[Stored data]
[Start of Attachment]

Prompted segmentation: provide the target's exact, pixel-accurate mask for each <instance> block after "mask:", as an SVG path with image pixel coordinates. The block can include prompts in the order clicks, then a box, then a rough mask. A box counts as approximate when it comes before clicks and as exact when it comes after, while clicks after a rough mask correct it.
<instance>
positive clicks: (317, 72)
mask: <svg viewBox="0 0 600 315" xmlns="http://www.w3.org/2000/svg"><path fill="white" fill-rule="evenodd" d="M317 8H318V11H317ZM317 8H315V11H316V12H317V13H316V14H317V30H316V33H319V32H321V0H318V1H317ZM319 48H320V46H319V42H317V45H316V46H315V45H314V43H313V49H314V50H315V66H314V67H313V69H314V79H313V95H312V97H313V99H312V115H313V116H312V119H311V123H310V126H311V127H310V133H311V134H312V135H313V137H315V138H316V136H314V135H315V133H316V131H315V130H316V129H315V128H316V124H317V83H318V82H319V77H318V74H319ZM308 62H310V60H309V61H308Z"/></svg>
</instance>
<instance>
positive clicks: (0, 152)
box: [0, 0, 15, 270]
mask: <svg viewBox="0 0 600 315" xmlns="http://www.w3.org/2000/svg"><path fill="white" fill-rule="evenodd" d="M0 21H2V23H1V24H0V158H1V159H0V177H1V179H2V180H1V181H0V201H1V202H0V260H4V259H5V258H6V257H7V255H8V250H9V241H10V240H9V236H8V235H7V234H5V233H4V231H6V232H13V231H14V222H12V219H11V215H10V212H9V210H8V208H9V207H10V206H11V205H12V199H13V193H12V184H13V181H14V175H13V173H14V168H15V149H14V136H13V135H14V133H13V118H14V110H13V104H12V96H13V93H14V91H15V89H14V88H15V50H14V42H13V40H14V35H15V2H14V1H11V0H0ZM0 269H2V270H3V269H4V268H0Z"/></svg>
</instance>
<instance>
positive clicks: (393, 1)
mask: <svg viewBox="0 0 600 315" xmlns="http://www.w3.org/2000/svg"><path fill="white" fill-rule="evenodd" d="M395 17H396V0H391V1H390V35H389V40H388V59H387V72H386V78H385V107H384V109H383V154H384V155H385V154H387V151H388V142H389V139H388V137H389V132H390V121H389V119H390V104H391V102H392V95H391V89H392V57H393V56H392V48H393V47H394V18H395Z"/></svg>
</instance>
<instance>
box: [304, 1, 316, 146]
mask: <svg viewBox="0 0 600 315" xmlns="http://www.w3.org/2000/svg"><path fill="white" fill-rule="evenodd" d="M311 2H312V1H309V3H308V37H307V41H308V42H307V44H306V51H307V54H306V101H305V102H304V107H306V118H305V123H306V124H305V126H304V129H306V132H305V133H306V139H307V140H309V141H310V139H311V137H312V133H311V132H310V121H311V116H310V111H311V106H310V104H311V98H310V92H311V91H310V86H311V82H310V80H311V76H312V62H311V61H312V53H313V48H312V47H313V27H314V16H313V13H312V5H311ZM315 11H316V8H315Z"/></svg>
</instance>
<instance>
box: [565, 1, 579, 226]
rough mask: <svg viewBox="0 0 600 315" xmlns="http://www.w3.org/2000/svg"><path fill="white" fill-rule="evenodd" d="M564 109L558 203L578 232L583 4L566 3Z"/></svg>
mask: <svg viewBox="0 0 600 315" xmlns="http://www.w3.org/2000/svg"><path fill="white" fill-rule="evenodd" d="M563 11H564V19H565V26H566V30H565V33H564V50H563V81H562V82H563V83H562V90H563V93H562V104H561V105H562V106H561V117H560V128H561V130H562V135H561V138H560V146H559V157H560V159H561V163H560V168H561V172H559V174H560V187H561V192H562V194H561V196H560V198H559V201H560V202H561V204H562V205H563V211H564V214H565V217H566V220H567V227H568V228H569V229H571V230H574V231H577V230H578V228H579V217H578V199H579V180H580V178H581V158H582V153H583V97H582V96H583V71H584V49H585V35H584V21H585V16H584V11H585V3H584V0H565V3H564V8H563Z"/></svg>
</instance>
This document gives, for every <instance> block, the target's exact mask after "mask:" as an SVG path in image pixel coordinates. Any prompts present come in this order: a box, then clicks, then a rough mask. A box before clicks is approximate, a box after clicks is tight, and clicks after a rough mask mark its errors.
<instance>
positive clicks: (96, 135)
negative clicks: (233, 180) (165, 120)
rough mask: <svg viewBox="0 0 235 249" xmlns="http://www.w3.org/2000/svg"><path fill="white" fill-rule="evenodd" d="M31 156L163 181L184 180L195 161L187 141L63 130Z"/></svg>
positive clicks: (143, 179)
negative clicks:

[End of Attachment]

Problem description: Take the entries and copy them out exactly.

Expected answer:
Prompted segmentation: provide the target's exact, pixel-accurate mask for each <instance> block after "mask:", as an SVG path with image pixel coordinates. The block can include prompts in the order clicks, then a box, then a rough mask. A box counts as approximate when it comes before clicks and as exact when it comes after, while clicks after a rough mask correct it.
<instance>
positive clicks: (317, 72)
mask: <svg viewBox="0 0 600 315" xmlns="http://www.w3.org/2000/svg"><path fill="white" fill-rule="evenodd" d="M317 8H318V11H317ZM317 8H315V11H316V12H317V13H316V14H317V30H316V33H319V32H321V0H318V1H317ZM319 48H320V46H319V42H317V45H316V46H315V45H314V43H313V49H314V50H315V66H314V67H313V69H314V79H313V95H312V97H313V99H312V115H313V116H312V119H311V123H310V126H311V127H310V133H311V134H312V135H313V137H315V138H316V136H314V135H315V133H316V131H315V130H316V129H315V128H316V124H317V83H318V82H319V77H318V74H319ZM308 62H310V60H309V61H308Z"/></svg>
</instance>
<instance>
positive clicks: (0, 152)
box: [0, 0, 15, 270]
mask: <svg viewBox="0 0 600 315" xmlns="http://www.w3.org/2000/svg"><path fill="white" fill-rule="evenodd" d="M0 21H2V23H1V24H0V158H1V159H0V177H1V179H2V180H1V181H0V201H1V202H0V260H4V259H5V258H6V257H7V255H8V250H9V241H10V240H9V236H8V235H7V234H5V233H4V231H6V232H13V231H14V222H12V219H11V215H10V212H9V210H8V208H9V207H10V206H11V205H12V199H13V193H12V184H13V181H14V175H13V173H14V168H15V149H14V136H13V135H14V133H13V118H14V110H13V104H12V96H13V93H14V91H15V89H14V88H15V50H14V42H13V40H14V35H15V2H14V1H11V0H0ZM0 269H2V270H3V269H4V268H0Z"/></svg>
</instance>
<instance>
positive clicks: (393, 1)
mask: <svg viewBox="0 0 600 315" xmlns="http://www.w3.org/2000/svg"><path fill="white" fill-rule="evenodd" d="M395 17H396V0H391V1H390V35H389V40H388V59H387V72H386V78H385V107H384V109H383V154H384V155H385V154H387V151H388V142H389V139H388V137H389V132H390V121H389V119H390V104H391V102H392V95H391V89H392V57H393V56H392V48H393V47H394V18H395Z"/></svg>
</instance>
<instance>
box: [304, 1, 316, 146]
mask: <svg viewBox="0 0 600 315" xmlns="http://www.w3.org/2000/svg"><path fill="white" fill-rule="evenodd" d="M311 2H312V1H309V3H308V37H307V41H308V42H307V44H306V51H307V54H306V101H305V102H304V107H306V118H305V123H306V124H305V126H304V129H306V132H305V133H306V139H307V140H309V141H310V139H311V137H312V133H311V132H310V121H311V116H310V111H311V106H310V104H311V98H310V92H311V91H310V86H311V82H310V80H311V76H312V62H311V61H312V53H313V48H312V47H313V27H314V16H313V13H312V5H311ZM315 11H316V8H315Z"/></svg>
</instance>
<instance>
box: [565, 1, 579, 226]
rough mask: <svg viewBox="0 0 600 315" xmlns="http://www.w3.org/2000/svg"><path fill="white" fill-rule="evenodd" d="M564 109L558 203L578 232L583 4L566 3Z"/></svg>
mask: <svg viewBox="0 0 600 315" xmlns="http://www.w3.org/2000/svg"><path fill="white" fill-rule="evenodd" d="M563 11H564V19H565V26H566V30H565V33H564V50H563V81H562V82H563V83H562V90H563V93H562V104H561V105H562V106H561V117H560V128H561V130H562V135H561V138H560V146H559V157H560V159H561V163H560V168H561V172H559V174H560V187H561V192H562V194H561V196H560V198H559V201H560V202H561V204H562V205H563V211H564V214H565V217H566V220H567V227H568V228H569V229H571V230H574V231H577V230H578V228H579V217H578V199H579V180H580V178H581V158H582V153H583V97H582V96H583V71H584V49H585V35H584V21H585V16H584V11H585V3H584V0H565V3H564V8H563Z"/></svg>
</instance>
This document gives, for every <instance> block, the target's exact mask after "mask:" as an SVG path in image pixel coordinates. Any prompts present come in this order: a box, then clicks, then a rough mask. A box before clicks is approximate, a box after clicks is tight, and clicks after a rough mask mark its errors.
<instance>
positive clicks: (96, 135)
negative clicks: (233, 180) (165, 120)
rough mask: <svg viewBox="0 0 235 249" xmlns="http://www.w3.org/2000/svg"><path fill="white" fill-rule="evenodd" d="M31 156L163 181L184 180L195 161L187 141L63 130Z"/></svg>
positive clicks: (143, 179)
negative clicks:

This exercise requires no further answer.